From first entry to last, give the listing again verbatim.

◆ Stored data:

-- Opening Marker --

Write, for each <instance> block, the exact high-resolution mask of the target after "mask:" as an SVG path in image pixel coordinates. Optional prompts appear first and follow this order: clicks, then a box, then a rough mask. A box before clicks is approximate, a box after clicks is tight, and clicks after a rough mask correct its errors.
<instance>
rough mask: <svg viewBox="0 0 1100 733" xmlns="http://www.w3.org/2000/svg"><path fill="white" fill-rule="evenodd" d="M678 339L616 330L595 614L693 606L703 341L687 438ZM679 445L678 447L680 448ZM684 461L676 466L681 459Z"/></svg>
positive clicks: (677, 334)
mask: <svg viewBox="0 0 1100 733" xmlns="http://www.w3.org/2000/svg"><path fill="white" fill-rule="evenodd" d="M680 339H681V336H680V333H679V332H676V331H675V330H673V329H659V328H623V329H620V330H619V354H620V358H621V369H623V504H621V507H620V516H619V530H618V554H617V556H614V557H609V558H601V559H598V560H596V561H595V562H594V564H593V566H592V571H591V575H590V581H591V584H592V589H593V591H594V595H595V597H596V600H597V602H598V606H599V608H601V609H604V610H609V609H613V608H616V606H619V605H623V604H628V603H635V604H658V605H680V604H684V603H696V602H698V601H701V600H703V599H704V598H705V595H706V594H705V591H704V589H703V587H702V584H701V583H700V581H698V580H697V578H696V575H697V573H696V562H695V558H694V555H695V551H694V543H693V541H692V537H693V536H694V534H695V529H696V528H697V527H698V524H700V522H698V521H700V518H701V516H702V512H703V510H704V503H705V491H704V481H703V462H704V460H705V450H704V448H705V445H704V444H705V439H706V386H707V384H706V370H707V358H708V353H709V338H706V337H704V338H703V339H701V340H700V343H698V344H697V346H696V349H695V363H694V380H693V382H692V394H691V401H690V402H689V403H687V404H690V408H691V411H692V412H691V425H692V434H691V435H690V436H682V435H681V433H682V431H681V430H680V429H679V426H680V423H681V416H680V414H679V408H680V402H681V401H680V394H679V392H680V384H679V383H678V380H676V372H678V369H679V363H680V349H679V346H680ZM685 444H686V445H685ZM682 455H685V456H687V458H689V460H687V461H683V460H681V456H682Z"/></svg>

-- Closing Marker --

◆ Answer to the exercise:
Write, for each <instance> block, the exact high-resolution mask of the target after "mask:" as an SVG path in image pixel coordinates. Optional prompts appear first and follow this order: clicks, then a box, then a rough mask. A box before clicks is approximate, a box after clicks is tight, and clicks after a rough mask correct its errors.
<instance>
rough mask: <svg viewBox="0 0 1100 733" xmlns="http://www.w3.org/2000/svg"><path fill="white" fill-rule="evenodd" d="M678 339L616 330L595 614L693 606L703 341L687 438ZM679 445L678 447L680 448ZM684 461L676 466L681 459Z"/></svg>
positive clicks: (677, 334)
mask: <svg viewBox="0 0 1100 733" xmlns="http://www.w3.org/2000/svg"><path fill="white" fill-rule="evenodd" d="M680 339H681V336H680V333H679V332H676V331H675V330H673V329H659V328H623V329H620V330H619V354H620V358H621V369H623V504H621V507H620V516H619V530H618V554H617V556H614V557H609V558H601V559H598V560H596V561H595V562H594V564H593V566H592V571H591V575H590V581H591V584H592V589H593V591H594V595H595V597H596V600H597V602H598V606H599V608H601V609H604V610H609V609H613V608H616V606H619V605H623V604H628V603H635V604H658V605H680V604H684V603H696V602H698V601H701V600H703V599H704V598H705V595H706V594H705V591H704V589H703V587H702V584H701V583H700V581H698V580H697V578H696V575H697V573H696V562H695V558H694V555H695V551H694V543H693V541H692V537H693V536H694V534H695V529H696V528H697V527H698V524H700V522H698V521H700V518H701V516H702V512H703V510H704V503H705V491H704V481H703V462H704V460H705V450H704V448H705V445H704V444H705V439H706V386H707V384H706V370H707V358H708V353H709V338H706V337H704V338H703V339H701V340H700V343H698V344H697V346H696V349H695V363H694V380H693V382H692V394H691V401H690V402H689V403H687V404H690V408H691V411H692V412H691V425H692V434H691V435H690V436H682V435H681V433H682V431H681V430H680V429H679V426H680V423H681V416H680V414H679V408H680V402H681V401H680V394H679V392H680V384H679V383H678V380H676V372H678V369H679V363H680V349H679V346H680ZM685 444H686V445H685ZM682 455H685V456H687V458H689V460H687V461H683V460H681V456H682Z"/></svg>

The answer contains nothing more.